BEGIN Extract to read

Probably Approximately a Scientific Blog: Representing Words

Sunday, January 3, 2016

Representing Words

We're already after 6 posts on the topic of natural language processing, and I can't believe I haven't discussed this basic topic yet. So today I'm going to discuss words; More accurately - I will discuss how words are represented in natural language processing.

A word is the most basic unit in semantic tasks. While other, low-level tasks, such as part-of-speech tagging (detecting the part of speech of each word in a sentence) and lemmatization (finding the lemma - a word's basic form) might be interested in the characters (mostly affixes) of the word, semantic tasks are concerned with meaning. A word is the most basic unit that conveys meaning.

While a word is basically stored in the computer as a string - a sequence of characters, this representation says nothing about the word's meaning. It allows detecting a certain similarity, in very specific cases. For example, morphological derivations (e.g. sing-singer) and inflections (e.g. cat-cats, listen-listened) modify words, creating related words (with a different part-of-speech, plurality form, etc). Such words are therefore similar both in meanings and in their string representations, since they share common characters. This similarity could be detected using Levenshtein distance.

Needless to say, most of the words that are similar by meaning do not share many common characters. Synonyms such as elevator and lift and related words such as food and eat, are not similar at the character-level.

In addition, performing operations on strings is highly inefficient. Computers can handle numbers much better than strings. Better representations are needed also for faster computation. I assume that I've convinced you why words need better representations. Now I can move on to telling you how words could be better represented as vectors (arrays).

one-hot vectors

As I mentioned, working with strings is computationally inefficient. A simple solution to this inefficiency is to convert every string to a number. First, we need to define the vocabulary: this is the set of all distinct words in the language (or at least those that we observed in a very large corpus). Unlike a dictionary, in which the entries are word basic forms, a vocabulary contains different entries for inflections and derivations of the same basic form (e.g., cat and cats).
When a semantic application processes a text, it can now replace every word in the text with its index in the vocabulary, e.g. cat is 12424, cats is 12431, dog is 15879, etc.

This is the most compact representation for a word - all it takes to store a word is one number. So what do vectors have to do with this? Another way to look at this representation is as a vector of dimension |V| (with V denoting the vocabulary), with zeros in all entries, and one set bit at the word's index (see figure 1).

Figure 1: an illustration of one-hot vectors of cat, cats and dog. The only non-zero entry in each vector is the index of the word in the vocabulary.

While one-hot vectors could be stored efficiently, their main problem is that they don't capture any information about the similarity between words. They even lose the information about string-similarity, that sometimes indicates semantic similarity (when words share the same lemma / basic form). Since we're interested in representing words for semantic tasks, a better solution is needed.

END Extract to read
BEGIN Dataset content

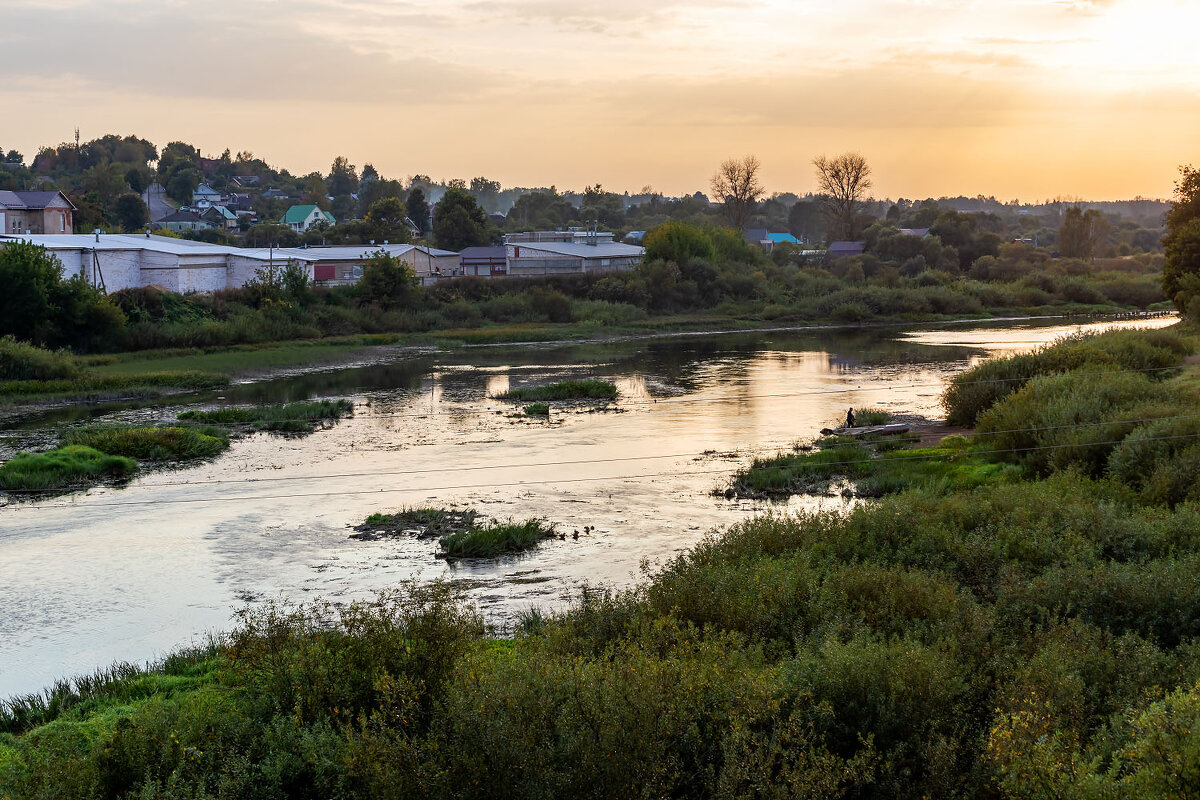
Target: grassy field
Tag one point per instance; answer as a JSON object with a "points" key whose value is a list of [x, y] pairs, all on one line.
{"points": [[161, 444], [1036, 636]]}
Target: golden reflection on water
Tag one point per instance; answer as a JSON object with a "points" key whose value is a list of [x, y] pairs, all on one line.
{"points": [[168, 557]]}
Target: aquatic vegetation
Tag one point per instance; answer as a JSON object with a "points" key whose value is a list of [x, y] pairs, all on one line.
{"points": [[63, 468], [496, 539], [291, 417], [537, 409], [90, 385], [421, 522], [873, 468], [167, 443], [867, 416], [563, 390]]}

END Dataset content
BEGIN Dataset content

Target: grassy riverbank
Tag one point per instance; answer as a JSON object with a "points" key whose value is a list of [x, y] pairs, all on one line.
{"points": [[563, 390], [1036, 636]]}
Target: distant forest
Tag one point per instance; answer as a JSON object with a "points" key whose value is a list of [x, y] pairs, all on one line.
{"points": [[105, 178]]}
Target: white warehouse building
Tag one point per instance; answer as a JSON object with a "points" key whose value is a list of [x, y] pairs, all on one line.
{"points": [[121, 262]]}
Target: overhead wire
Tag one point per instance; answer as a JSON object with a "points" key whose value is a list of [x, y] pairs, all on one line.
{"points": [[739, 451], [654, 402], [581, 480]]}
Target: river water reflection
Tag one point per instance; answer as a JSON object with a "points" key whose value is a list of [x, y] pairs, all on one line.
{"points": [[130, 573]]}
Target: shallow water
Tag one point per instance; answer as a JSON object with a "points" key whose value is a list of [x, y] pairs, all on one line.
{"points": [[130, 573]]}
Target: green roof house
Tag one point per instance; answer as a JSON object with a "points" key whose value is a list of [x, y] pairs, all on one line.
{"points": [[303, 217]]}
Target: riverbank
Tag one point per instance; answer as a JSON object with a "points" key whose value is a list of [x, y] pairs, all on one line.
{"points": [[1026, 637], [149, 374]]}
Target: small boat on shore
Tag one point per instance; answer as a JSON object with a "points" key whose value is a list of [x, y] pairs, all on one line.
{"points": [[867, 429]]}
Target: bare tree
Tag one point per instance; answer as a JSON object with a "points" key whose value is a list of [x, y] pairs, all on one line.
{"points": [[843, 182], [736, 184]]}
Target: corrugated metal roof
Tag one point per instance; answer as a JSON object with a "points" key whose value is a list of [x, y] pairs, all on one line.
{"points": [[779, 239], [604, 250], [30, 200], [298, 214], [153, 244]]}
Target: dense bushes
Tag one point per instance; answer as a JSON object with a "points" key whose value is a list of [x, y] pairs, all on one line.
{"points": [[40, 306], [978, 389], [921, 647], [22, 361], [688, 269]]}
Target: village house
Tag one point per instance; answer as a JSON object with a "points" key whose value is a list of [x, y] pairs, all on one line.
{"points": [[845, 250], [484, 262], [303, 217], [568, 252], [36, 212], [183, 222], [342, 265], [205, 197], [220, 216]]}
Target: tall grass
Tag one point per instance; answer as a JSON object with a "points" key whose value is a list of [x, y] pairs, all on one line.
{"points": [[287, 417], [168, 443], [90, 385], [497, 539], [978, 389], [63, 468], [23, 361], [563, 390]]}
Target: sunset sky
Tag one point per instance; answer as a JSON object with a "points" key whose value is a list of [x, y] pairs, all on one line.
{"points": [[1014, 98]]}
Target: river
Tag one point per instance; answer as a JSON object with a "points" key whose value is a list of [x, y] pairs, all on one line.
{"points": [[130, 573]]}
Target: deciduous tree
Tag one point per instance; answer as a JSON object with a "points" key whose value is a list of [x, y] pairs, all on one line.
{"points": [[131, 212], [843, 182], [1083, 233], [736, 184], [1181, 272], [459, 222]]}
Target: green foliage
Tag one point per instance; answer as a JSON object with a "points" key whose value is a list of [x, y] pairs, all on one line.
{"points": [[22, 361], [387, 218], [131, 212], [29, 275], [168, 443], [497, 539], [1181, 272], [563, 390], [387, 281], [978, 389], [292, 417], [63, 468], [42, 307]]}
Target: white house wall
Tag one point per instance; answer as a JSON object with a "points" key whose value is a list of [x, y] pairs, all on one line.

END Dataset content
BEGIN Dataset content

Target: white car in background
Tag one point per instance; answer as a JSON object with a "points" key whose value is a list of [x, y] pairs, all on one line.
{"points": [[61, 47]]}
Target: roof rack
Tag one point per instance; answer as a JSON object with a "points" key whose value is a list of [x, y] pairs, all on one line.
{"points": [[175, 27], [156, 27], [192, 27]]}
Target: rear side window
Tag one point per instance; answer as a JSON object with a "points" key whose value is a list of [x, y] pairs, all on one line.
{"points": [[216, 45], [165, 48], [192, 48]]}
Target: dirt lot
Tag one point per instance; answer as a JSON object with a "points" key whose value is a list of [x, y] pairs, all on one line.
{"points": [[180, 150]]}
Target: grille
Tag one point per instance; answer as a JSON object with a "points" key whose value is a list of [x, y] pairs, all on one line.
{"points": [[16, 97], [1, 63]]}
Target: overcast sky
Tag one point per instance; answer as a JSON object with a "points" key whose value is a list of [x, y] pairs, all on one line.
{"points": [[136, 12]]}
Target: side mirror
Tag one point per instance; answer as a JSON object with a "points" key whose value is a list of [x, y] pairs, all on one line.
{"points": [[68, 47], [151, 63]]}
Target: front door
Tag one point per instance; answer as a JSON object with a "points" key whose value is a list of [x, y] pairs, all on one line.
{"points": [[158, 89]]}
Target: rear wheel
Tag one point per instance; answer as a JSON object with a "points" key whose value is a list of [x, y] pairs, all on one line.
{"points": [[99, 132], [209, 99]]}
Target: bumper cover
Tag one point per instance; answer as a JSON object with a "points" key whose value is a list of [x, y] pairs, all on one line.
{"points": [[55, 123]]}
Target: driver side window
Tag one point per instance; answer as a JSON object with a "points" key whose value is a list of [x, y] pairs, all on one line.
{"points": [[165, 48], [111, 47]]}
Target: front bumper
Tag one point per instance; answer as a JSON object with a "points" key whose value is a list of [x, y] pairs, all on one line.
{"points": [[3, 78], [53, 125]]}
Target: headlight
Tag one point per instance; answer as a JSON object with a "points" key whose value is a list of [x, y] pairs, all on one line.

END Dataset content

Tasks to carry out:
(a) Reproduce the passage of the post on representing words between "As I mentioned, working" and "cat and cats).", inclusive.
(b) Carry on the blog post about representing words from the point where it stops.

Response list:
(a)
As I mentioned, working with strings is computationally inefficient. A simple solution to this inefficiency is to convert every string to a number. First, we need to define the vocabulary: this is the set of all distinct words in the language (or at least those that we observed in a very large corpus). Unlike a dictionary, in which the entries are word basic forms, a vocabulary contains different entries for inflections and derivations of the same basic form (e.g., cat and cats).

(b)
Distributional vectors
One important characteristic of a word is the company it keeps. According to the distributional hypothesis ^[1] , words that occur in similar contexts (with the same neighboring words), tend to have similar meanings (e.g. elevator and lift will both appear next to down, up, building, floor, and stairs); simply put, "tell me who your friends are and I will tell you who you are" - the words version.

This idea was leveraged to represent words by their contexts. Suppose that each word is again represented by a |V|-dimensional vector. Each entry in the vector corresponds to an index in the vocabulary. Now, instead of marking a word with its own index, we mark the occurrences of other words next to it. Given a large corpus, we search for all the occurrences of a certain word (e.g. elevator). We take a window of a pre-defined size k around elevator, and every word in this window is considered as a neighbor of elevator. For instance, if the corpus contains the sentence "The left elevator goes down to the second floor", with a window of size 5, we get the following neighbors: the, left, goes, down. A larger k will also include characteristic words such as floor.

We then update elevator's vector by increasing the number of occurrences in the indices of the, left, goes, and down. At the end of this process, each word vector contains the frequencies of all its neighbors. We can normalize the vector to get a probability distribution (how likely each word is to appear as a neighbor of the target word). There are some more complex metrics, but this is the main idea. These methods are also referred to as "counting methods".

The main advantage of distributional vectors is that they capture similarity between words: similar words => similar neighbors => similar vectors. Measuring similarity between vectors is possible, using measures such as cosine similarity, for example. We get a simple method of comparing similarities between words - we can expect elevator and lift to yield a higher similarity score than elevator and, say, cat (and I wouldn't miss the chance to watch a cat in an elevator video). These simple vector similarities are highly effective in recognizing word similarity in semantic tasks (e.g., to overcome lexical variability).

Figure 2: an illustration of distributional vectors of food, eat and laptop. Notice that the vectors of the similar words food and eat are similar, while different from the vector of the dissimilar word laptop.

Yet, distributional vectors pose computational obstacles -- the vocabulary size is typically very high (at least a few hundred thousand words). Storing each of these |V| words in a |V|-dimensional vector results in a |V|²cells matrix - this is quite large, and performing operations on all words is computationally heavy.

Word embeddings
Word embeddings to the rescue. The basic idea is to store the same contextual information in a low-dimensional vector; each word is now represented by a D-dimensional vector, where D is a relatively small number (typically between 50 and 1000). This approach was first presented in 2003 by Bengio et al. ^[2] , but gained extreme popularity with word2vec ^[3] in 2013. There are also some other variants of word embeddings, like GloVe ^[4].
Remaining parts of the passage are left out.